TEXT PROVIDED:
┏━━

Elizabeth M. Matchinski
Administrative Judge
1. Prior to their testimony, the witnesses, to include the Applicant, were advised of Title 18, Section 1001 (vice 101 as stated in the transcript) of the United States Code.
2. Arrested twice for DWI, Applicant admitted at the hearing that "there were probably a couple of other incidents and times where [he] had been at that level and had drove home." (Transcript p. 91).
3. The Directive does not define the terms habitual or binge. The predominant definition of the noun binge is "a drunken revel," and the term is commonly used in reference to drinking heavily. See Webster's Ninth New Collegiate Dictionary (1985). Especially with respect to his most recent July 1996 DWI, Applicant consumed twenty-four beers in a twelve hour period, and as evidenced by the .17% breathalyser result, he was significantly impaired.

┗━━

TASK TO COMPLETE:
Retype the hearing notes from "Elizabeth M. Matchinski" up to and including "United States Code.", with no changes. The entries after the hearing notes are separate material and unrelated to them.

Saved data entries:
┏━━

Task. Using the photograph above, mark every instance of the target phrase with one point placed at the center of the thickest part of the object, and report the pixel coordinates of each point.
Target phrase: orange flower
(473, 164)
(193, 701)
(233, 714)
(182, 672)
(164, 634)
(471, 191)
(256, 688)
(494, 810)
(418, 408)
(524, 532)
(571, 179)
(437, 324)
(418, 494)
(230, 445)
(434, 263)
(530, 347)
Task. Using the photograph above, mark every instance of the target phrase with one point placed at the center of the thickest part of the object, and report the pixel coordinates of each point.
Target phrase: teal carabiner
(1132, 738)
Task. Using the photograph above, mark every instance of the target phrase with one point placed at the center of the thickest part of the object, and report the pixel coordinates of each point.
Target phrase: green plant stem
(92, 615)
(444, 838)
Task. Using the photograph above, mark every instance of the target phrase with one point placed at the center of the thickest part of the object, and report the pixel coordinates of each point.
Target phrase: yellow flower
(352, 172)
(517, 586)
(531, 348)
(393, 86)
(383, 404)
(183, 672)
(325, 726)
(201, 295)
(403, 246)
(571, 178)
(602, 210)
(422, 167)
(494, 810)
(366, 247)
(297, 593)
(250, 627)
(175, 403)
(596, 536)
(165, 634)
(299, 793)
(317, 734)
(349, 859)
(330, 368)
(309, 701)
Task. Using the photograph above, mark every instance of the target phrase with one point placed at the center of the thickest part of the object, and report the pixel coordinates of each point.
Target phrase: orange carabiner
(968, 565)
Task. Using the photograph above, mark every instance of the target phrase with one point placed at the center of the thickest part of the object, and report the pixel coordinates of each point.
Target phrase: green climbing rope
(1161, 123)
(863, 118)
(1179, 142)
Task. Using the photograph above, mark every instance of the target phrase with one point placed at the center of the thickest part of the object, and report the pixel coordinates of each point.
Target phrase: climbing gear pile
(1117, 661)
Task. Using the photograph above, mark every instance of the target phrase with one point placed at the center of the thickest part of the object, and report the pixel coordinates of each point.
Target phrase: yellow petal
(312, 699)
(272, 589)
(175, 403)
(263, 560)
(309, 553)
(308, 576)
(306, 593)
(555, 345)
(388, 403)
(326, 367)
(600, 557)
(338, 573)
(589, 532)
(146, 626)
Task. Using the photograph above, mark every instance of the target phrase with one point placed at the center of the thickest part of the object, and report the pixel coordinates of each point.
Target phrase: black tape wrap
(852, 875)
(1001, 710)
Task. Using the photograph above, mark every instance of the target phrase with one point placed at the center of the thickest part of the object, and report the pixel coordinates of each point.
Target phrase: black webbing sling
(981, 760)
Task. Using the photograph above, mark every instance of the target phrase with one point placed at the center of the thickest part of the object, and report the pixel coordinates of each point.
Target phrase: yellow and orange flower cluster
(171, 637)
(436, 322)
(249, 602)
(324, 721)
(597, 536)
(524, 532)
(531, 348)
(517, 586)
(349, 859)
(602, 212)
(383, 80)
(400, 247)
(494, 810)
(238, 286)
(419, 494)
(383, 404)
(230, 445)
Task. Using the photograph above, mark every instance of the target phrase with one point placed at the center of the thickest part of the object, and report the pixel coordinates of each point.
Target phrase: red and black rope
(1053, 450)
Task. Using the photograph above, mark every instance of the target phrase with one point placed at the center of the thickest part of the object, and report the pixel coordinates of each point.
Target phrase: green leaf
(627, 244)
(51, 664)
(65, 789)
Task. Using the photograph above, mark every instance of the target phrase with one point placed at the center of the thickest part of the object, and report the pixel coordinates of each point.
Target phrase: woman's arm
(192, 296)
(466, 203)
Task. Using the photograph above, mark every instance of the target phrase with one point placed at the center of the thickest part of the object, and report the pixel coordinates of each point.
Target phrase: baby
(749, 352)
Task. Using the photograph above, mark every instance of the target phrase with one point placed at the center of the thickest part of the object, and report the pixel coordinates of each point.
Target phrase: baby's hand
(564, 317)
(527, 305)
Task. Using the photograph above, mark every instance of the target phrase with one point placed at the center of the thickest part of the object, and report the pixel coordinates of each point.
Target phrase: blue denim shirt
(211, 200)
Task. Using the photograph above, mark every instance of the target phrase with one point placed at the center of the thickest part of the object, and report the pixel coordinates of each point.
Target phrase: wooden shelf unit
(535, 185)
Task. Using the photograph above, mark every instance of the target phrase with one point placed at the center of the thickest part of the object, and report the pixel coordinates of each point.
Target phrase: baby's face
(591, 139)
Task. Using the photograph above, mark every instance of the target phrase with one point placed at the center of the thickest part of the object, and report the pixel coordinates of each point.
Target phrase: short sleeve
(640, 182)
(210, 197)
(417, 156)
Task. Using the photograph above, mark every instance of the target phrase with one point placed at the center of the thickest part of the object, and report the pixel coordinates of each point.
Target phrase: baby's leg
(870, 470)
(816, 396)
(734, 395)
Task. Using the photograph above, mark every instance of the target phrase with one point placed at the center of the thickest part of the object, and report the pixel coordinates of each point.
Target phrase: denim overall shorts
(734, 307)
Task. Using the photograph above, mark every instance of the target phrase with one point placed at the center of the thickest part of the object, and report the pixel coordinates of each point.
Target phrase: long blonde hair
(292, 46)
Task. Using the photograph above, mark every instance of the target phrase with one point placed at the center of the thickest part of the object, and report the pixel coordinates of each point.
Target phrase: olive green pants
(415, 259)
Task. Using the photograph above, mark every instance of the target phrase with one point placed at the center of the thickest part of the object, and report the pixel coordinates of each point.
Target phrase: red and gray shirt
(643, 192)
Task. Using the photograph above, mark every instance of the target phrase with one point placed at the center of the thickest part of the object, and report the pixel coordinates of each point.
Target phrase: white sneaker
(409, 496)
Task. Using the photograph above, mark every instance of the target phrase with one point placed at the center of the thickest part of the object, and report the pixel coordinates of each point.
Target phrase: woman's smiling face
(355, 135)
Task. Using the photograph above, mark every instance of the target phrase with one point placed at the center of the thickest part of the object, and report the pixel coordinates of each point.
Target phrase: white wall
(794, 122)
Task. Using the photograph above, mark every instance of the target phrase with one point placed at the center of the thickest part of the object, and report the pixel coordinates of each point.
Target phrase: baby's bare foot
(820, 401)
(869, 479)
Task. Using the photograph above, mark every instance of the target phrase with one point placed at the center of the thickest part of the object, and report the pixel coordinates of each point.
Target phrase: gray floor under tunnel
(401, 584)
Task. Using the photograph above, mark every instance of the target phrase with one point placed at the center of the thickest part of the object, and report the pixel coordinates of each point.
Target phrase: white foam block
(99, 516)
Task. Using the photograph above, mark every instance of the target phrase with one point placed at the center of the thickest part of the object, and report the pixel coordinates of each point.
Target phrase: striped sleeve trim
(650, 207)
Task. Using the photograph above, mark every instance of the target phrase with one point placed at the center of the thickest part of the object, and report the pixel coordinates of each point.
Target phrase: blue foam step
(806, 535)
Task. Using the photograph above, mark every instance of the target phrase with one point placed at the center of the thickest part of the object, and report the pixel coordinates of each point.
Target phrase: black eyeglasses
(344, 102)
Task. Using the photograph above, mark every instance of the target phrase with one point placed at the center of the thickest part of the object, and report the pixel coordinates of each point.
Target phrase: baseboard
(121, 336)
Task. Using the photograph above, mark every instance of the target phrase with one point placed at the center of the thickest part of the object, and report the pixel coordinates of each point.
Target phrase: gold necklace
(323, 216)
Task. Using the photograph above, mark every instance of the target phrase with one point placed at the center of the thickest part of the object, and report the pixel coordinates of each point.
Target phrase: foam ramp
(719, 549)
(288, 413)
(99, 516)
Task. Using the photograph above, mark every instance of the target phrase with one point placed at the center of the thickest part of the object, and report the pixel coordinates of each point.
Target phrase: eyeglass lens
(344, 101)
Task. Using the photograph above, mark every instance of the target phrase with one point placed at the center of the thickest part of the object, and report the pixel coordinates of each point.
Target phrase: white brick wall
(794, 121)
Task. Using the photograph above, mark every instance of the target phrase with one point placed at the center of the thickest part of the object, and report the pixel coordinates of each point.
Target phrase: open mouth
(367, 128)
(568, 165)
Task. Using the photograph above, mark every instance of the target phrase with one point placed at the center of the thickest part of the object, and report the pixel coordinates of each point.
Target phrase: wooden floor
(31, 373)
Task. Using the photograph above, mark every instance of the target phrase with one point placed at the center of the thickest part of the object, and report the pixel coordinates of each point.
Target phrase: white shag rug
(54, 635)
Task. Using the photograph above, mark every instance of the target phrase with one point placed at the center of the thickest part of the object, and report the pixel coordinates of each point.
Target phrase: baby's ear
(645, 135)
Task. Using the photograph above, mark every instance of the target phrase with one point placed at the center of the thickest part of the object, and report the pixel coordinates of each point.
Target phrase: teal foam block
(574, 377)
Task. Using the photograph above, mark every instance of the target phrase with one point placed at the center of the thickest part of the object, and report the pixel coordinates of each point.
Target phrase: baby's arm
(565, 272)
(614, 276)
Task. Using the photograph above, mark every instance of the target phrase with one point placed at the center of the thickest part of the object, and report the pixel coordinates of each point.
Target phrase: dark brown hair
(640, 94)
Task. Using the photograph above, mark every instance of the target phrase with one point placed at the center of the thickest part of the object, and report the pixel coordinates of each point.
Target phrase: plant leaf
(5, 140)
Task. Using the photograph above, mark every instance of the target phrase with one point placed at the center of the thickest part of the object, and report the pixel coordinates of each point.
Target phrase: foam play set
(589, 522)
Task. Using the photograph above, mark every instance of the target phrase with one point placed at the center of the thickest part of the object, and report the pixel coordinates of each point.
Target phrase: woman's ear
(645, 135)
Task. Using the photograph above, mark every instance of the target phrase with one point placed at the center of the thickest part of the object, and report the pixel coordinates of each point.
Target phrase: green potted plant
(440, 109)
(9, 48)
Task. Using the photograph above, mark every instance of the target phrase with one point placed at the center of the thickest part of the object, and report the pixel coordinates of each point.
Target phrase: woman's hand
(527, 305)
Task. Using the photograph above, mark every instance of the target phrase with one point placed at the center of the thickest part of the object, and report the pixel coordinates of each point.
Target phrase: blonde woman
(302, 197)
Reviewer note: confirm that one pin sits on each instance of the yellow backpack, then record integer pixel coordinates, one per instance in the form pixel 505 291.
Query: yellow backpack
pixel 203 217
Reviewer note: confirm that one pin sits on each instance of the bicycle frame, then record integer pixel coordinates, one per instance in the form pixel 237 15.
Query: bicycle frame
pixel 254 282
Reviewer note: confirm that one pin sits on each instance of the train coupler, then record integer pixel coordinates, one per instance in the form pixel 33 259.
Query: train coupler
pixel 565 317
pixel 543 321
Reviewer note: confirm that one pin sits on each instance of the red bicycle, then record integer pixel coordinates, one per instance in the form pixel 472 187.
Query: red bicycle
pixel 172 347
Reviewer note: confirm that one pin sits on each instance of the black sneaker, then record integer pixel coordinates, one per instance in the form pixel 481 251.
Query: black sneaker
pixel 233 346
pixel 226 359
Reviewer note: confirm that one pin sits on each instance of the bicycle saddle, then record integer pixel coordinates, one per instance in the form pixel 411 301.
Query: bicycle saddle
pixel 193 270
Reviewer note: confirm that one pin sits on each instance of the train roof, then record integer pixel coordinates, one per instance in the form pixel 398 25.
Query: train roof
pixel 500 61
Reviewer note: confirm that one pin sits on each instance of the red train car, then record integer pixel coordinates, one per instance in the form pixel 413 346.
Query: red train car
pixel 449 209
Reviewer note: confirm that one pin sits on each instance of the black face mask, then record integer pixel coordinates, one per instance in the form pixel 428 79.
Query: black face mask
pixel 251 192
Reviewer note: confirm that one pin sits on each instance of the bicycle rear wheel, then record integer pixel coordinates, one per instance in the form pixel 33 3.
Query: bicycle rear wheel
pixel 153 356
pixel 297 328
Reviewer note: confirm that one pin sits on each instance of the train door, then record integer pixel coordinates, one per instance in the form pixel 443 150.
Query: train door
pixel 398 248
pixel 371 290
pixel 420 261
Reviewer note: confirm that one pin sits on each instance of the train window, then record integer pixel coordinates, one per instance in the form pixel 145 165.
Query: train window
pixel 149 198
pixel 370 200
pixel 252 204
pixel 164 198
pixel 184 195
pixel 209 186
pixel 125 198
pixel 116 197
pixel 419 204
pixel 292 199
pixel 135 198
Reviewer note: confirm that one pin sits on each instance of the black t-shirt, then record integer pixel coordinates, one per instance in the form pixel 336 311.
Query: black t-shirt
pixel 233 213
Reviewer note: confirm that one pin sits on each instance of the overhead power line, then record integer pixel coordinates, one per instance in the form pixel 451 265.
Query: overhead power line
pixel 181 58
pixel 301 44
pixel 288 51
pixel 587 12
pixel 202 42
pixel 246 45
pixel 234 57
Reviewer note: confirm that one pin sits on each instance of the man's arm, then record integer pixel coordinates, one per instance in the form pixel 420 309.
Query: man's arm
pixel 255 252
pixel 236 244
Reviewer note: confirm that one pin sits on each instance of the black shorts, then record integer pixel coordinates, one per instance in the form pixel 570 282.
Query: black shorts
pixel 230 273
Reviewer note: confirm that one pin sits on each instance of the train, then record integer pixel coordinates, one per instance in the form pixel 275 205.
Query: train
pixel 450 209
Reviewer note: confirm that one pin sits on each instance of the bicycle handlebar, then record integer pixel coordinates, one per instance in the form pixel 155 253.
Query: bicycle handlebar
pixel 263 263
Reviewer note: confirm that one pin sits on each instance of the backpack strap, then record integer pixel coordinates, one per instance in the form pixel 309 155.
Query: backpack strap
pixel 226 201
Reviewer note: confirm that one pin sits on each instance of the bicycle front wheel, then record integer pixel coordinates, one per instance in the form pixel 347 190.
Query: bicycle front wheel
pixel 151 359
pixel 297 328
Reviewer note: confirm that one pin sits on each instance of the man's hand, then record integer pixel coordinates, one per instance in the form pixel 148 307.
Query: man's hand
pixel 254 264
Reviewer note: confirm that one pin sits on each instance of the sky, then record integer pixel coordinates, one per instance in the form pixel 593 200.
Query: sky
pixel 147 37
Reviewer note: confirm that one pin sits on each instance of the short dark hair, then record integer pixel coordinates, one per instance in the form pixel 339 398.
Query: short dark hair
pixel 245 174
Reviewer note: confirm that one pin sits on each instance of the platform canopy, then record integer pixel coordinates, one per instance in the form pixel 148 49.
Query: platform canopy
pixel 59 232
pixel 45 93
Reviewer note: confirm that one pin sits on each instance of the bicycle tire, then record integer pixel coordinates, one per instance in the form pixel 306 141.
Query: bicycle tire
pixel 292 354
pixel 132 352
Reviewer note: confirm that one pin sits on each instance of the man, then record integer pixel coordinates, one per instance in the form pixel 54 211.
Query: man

┗━━

ANSWER SECTION:
Elizabeth M. Matchinski
Administrative Judge
1. Prior to their testimony, the witnesses, to include the Applicant, were advised of Title 18, Section 1001 (vice 101 as stated in the transcript) of the United States Code.